● **DESCRIPTION OF THE TASK**:
Repeat every one of the entries below word for word, without changing any line.

━━━━━━━━

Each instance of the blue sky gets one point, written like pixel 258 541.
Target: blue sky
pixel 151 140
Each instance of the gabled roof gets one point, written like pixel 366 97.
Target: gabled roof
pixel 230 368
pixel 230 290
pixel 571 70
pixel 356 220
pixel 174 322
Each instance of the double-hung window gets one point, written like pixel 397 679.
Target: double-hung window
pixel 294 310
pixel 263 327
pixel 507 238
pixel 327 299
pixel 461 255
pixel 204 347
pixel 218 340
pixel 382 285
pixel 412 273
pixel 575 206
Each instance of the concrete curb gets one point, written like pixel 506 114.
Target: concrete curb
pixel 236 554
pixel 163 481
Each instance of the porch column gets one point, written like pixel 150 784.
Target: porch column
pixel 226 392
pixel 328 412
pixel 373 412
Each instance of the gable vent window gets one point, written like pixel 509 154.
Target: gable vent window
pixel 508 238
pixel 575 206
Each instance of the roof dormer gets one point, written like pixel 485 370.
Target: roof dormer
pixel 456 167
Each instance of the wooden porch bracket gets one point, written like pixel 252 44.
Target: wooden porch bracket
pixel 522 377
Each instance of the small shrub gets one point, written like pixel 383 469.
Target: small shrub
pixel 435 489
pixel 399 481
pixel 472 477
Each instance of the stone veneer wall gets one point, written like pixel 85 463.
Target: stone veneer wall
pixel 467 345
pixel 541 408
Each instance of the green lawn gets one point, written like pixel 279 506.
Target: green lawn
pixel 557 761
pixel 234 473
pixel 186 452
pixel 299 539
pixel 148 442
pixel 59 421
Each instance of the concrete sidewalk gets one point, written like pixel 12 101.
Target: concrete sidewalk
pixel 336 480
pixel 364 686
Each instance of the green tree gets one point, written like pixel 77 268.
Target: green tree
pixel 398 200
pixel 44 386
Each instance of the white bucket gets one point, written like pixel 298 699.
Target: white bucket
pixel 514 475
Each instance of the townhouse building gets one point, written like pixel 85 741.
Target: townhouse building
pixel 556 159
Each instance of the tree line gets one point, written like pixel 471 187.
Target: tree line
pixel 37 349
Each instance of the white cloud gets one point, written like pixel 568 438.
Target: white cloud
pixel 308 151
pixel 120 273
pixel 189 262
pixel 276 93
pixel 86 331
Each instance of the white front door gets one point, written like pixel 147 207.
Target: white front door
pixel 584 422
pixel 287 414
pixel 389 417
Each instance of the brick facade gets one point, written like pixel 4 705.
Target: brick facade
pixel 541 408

━━━━━━━━

● **WORKED SOLUTION**:
Each instance of the blue sky gets one point, written like pixel 258 541.
Target: blue sky
pixel 151 140
Each instance of the gabled roof gets one point, written like pixel 366 97.
Target: gabled roof
pixel 230 368
pixel 230 290
pixel 571 70
pixel 356 220
pixel 174 322
Each instance of the double-hung window gets one point, written like pixel 397 679.
Target: double-hung window
pixel 294 310
pixel 263 327
pixel 507 238
pixel 327 299
pixel 461 255
pixel 204 347
pixel 218 340
pixel 382 285
pixel 412 273
pixel 575 206
Each instance of the concrete curb gets one point, written like pixel 506 114.
Target: concrete curb
pixel 236 554
pixel 163 481
Each instance of the porch column gets one point, written like pixel 150 784.
Target: porch column
pixel 226 392
pixel 328 412
pixel 373 412
Each instance of the gable vent window gets one point, written like pixel 509 154.
Target: gable vent window
pixel 508 238
pixel 575 206
Each instance of the roof dormer gets one point, written like pixel 485 370.
Target: roof dormer
pixel 456 167
Each instance of the wooden porch bracket gets one point, written like pixel 252 44.
Target: wooden porch bracket
pixel 522 377
Each instance of the small shrub gets one point, written like pixel 383 469.
Target: small shrub
pixel 435 489
pixel 399 481
pixel 472 477
Each instance of the stone veneer wall gets one point, written like pixel 85 463.
Target: stone veneer wall
pixel 467 345
pixel 541 408
Each instance of the green lawn gets one point, written like pixel 279 506.
Target: green lawn
pixel 557 761
pixel 234 473
pixel 186 452
pixel 299 539
pixel 148 442
pixel 59 421
Each instance of the concrete sidewalk gets one point, written like pixel 12 101.
Target: concrete sidewalk
pixel 336 480
pixel 364 686
Each instance of the green tree gets one point, written like pixel 77 268.
Target: green tree
pixel 398 200
pixel 44 386
Each instance of the white bucket gets one point, written like pixel 298 699.
Target: white bucket
pixel 514 475
Each instance of the townhouse building gets one point, written like pixel 85 741.
Target: townhouse building
pixel 556 159
Each instance of the tree line gets one point, written like pixel 471 187.
Target: tree line
pixel 37 349
Each instance of the white cloud gets one point, written like pixel 568 438.
Target: white cloud
pixel 308 151
pixel 120 273
pixel 189 262
pixel 276 93
pixel 86 331
Each instance of the white front door gets one point, written like pixel 147 207.
Target: white front door
pixel 584 422
pixel 287 414
pixel 389 417
Each instance of the brick facade gets one point, written like pixel 4 705.
Target: brick facade
pixel 541 408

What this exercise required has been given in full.